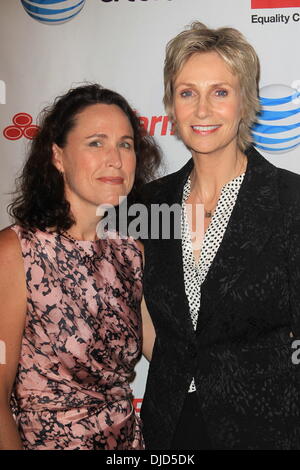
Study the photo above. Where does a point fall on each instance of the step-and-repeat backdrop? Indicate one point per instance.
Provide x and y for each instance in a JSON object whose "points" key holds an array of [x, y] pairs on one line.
{"points": [[48, 46]]}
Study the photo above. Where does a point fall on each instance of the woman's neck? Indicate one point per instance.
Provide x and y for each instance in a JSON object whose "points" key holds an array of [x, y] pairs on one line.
{"points": [[212, 171]]}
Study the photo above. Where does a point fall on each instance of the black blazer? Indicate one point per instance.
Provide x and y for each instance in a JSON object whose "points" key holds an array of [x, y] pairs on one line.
{"points": [[241, 352]]}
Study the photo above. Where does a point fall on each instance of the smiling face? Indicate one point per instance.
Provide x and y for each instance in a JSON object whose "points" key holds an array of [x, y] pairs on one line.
{"points": [[207, 104], [98, 160]]}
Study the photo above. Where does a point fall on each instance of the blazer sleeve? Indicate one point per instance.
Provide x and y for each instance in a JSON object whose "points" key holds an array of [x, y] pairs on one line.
{"points": [[294, 265]]}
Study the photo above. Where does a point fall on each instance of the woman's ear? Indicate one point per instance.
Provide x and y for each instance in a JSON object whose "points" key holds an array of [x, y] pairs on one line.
{"points": [[57, 158]]}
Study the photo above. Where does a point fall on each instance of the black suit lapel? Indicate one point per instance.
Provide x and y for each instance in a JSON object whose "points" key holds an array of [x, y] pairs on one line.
{"points": [[249, 227]]}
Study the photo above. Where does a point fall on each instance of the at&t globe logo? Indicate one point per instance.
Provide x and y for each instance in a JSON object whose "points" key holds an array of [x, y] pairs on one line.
{"points": [[278, 127], [53, 11]]}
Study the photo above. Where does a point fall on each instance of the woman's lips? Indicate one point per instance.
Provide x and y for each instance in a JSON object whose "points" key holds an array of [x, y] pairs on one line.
{"points": [[205, 130], [111, 179]]}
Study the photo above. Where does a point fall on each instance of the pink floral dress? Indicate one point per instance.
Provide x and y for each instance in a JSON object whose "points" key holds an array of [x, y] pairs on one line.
{"points": [[81, 341]]}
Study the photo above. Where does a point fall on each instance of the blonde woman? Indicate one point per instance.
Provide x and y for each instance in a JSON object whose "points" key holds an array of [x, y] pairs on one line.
{"points": [[225, 313]]}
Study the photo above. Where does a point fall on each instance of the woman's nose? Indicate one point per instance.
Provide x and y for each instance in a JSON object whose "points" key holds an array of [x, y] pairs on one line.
{"points": [[203, 107], [113, 157]]}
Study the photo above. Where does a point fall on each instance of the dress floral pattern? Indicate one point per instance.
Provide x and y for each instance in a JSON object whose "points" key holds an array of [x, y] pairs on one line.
{"points": [[81, 341]]}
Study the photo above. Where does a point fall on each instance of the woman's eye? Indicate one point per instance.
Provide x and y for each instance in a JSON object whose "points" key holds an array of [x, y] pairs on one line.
{"points": [[126, 145], [222, 93], [95, 143], [186, 93]]}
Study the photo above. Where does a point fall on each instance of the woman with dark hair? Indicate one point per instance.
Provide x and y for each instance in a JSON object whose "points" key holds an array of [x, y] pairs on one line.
{"points": [[70, 302]]}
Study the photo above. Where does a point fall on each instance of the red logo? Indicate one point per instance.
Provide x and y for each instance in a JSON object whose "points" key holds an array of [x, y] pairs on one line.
{"points": [[22, 128], [275, 3], [157, 125]]}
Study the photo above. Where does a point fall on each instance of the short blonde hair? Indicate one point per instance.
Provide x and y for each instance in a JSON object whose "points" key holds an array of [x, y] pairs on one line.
{"points": [[236, 52]]}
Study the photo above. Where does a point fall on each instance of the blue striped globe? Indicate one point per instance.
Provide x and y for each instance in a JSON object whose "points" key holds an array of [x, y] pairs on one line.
{"points": [[278, 127], [53, 11]]}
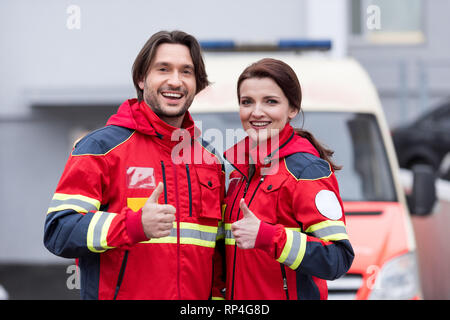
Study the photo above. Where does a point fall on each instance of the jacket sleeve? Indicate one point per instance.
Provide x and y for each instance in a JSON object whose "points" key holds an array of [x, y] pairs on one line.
{"points": [[321, 247], [77, 222]]}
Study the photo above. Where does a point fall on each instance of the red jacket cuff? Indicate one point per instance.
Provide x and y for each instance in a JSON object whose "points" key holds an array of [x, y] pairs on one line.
{"points": [[264, 239], [134, 226]]}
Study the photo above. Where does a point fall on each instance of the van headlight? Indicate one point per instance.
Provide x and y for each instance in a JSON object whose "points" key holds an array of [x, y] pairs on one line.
{"points": [[398, 279]]}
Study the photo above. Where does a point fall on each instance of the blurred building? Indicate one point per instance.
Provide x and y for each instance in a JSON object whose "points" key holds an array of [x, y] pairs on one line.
{"points": [[66, 66]]}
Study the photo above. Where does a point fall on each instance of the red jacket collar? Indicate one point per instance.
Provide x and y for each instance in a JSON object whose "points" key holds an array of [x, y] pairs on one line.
{"points": [[244, 153], [140, 117]]}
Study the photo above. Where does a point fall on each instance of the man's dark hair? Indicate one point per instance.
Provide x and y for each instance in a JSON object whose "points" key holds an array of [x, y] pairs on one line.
{"points": [[147, 53]]}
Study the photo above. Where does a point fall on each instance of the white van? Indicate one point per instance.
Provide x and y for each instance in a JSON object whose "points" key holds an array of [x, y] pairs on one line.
{"points": [[342, 109]]}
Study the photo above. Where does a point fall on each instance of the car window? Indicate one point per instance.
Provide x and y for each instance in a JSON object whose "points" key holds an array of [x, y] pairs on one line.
{"points": [[354, 137]]}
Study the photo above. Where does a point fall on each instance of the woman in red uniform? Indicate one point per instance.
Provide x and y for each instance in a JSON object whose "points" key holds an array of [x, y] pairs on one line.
{"points": [[285, 231]]}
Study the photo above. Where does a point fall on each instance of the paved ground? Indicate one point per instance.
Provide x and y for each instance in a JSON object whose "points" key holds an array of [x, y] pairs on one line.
{"points": [[37, 282]]}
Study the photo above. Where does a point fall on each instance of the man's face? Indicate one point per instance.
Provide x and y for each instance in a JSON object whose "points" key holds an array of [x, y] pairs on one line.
{"points": [[169, 86]]}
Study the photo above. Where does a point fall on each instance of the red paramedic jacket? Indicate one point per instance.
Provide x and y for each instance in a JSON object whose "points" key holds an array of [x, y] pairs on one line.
{"points": [[95, 213], [302, 240]]}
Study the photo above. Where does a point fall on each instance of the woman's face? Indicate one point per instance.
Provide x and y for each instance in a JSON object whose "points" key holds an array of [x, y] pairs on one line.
{"points": [[263, 108]]}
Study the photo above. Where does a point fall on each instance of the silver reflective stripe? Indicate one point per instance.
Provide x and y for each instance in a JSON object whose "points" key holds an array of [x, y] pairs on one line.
{"points": [[229, 234], [97, 238], [327, 231], [196, 234], [80, 203], [295, 248]]}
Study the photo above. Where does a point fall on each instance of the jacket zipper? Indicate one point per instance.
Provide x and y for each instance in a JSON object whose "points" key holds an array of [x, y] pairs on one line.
{"points": [[190, 189], [178, 231], [283, 273], [163, 169], [237, 218], [121, 273]]}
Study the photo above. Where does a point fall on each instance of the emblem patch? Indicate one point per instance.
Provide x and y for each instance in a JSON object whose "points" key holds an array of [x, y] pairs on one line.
{"points": [[140, 178], [328, 205]]}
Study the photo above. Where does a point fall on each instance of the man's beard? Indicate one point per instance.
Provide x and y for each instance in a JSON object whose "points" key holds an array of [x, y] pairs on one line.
{"points": [[151, 98]]}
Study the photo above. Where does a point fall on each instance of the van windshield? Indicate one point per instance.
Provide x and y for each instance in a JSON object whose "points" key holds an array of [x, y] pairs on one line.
{"points": [[355, 139]]}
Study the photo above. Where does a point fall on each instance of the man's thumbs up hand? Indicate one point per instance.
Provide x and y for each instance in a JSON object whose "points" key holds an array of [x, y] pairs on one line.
{"points": [[157, 219], [246, 229]]}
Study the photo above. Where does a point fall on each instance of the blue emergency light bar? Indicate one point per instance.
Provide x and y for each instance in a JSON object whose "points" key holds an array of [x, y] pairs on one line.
{"points": [[281, 45]]}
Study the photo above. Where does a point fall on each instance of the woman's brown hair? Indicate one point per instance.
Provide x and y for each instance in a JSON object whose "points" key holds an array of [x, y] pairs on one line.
{"points": [[287, 80], [148, 51]]}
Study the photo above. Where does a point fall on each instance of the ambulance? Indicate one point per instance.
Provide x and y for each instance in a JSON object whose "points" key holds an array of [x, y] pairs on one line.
{"points": [[342, 109]]}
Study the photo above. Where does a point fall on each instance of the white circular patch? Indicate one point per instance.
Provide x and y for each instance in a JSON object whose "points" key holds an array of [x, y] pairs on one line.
{"points": [[328, 205]]}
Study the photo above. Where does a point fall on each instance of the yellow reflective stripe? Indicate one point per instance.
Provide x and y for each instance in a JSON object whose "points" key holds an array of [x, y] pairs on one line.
{"points": [[229, 239], [301, 253], [220, 231], [287, 247], [90, 235], [224, 207], [329, 230], [136, 203], [98, 231], [105, 230], [190, 233], [195, 226], [79, 203], [324, 224], [294, 249]]}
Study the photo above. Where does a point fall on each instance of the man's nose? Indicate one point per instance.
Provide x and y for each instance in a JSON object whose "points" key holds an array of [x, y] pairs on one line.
{"points": [[258, 110], [174, 80]]}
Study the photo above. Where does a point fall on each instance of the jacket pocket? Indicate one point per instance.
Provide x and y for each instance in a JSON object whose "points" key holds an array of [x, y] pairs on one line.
{"points": [[210, 189]]}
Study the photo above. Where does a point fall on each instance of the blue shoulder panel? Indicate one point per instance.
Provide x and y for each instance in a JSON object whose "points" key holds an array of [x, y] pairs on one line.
{"points": [[304, 165], [102, 140]]}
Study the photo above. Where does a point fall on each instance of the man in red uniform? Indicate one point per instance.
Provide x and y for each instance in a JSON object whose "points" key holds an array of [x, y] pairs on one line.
{"points": [[140, 218]]}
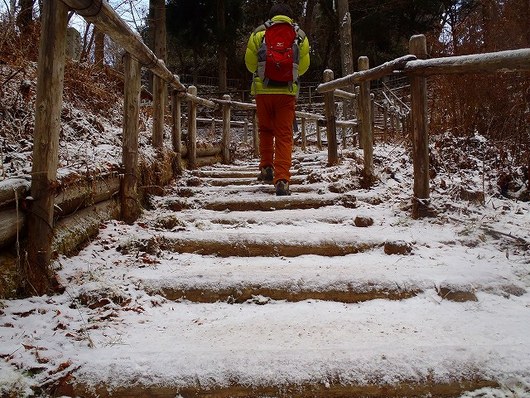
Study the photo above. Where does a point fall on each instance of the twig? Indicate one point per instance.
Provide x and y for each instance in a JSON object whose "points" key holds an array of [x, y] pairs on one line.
{"points": [[85, 328]]}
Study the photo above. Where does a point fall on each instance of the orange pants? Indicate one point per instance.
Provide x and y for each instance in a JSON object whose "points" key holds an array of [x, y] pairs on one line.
{"points": [[275, 124]]}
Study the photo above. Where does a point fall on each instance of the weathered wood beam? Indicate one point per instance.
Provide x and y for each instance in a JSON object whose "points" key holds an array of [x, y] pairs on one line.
{"points": [[511, 60], [362, 76], [12, 189]]}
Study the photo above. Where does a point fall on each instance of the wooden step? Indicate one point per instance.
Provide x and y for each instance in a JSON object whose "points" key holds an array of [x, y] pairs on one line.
{"points": [[265, 200], [405, 389]]}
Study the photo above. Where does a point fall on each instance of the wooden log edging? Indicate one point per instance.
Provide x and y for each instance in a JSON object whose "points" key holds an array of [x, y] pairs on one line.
{"points": [[13, 189]]}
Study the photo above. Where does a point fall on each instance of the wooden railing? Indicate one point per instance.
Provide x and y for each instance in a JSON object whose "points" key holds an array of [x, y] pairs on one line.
{"points": [[418, 68]]}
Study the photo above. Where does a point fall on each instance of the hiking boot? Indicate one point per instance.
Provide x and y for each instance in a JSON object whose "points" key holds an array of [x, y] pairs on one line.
{"points": [[282, 188], [266, 175]]}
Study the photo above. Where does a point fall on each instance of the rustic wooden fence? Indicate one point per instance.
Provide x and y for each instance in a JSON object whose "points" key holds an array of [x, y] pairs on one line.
{"points": [[418, 68]]}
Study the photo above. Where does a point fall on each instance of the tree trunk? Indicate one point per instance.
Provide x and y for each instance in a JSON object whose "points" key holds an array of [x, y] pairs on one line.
{"points": [[346, 50], [25, 15]]}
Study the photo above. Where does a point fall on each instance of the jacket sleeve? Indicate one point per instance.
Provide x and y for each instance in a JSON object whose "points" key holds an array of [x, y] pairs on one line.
{"points": [[251, 54], [304, 62]]}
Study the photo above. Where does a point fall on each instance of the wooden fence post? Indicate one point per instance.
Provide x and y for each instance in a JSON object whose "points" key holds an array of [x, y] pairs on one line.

#####

__AIM__.
Make an exact copy of every line from the one with "step? Indicate one point per instance." to the end of the data, with the first and last of those lines included.

__FINAL RESULT__.
Study the photo above. Where does a point fall on each instance of the wooden step? Indicate one point per instance.
Provide x and y for each instance in a JSON object whose "points" key holds an array of [x, y] pairs on one line.
{"points": [[265, 200], [405, 389]]}
Study the photo above. Where does a point fall on each instance of the wooden log edging? Indicate one point per instance.
Provide x and y for each instance in a JSON object whose "points" key holds an array of [x, y] pairs on one line.
{"points": [[13, 189]]}
Study the photo above. Where does a point fall on each instance of the wooden railing? Indicate one point per instance.
Provide x and y for each instance in a JSON object whose "points" key holds an array of [x, y] pairs on one line.
{"points": [[418, 68]]}
Study the photo above. Where does a point fall on each instance of the hiking boot? Indicate one point per instance.
Provide x and y for each instance in a JSON object whose "points" key holds an array of [x, y] pairs on one line.
{"points": [[282, 188], [266, 175]]}
Study the photo above. Where does a point fall on each instance of the rustic wooden fence? Indicate one point per instance.
Provide x and y for each instance in a JSON object whose "points" key holds an array of [x, y] pairs on one line.
{"points": [[418, 68]]}
Study the photo above. Where does a point fall on each instance of the tree trunk? Indicate one point per instance.
Provide x and y for each instance in a JSON object whose "points" key holds an array of [x, y] pairs on one line.
{"points": [[346, 50], [25, 15]]}
Study the photo above. Where does a point fall on each instance of the jacket sleeve? Indicate one point per instance.
Provide x and y for each instance in a JSON object whose "points" key holds an array of [x, y] pairs on one line.
{"points": [[251, 54], [304, 62]]}
Study the photo above. Where does a point fall on each instance of the wooden fence post? Indicate one point per instance.
Provide x and y for each instance in a JSON object whose "points" key holds an array of [x, y] pairs on one line.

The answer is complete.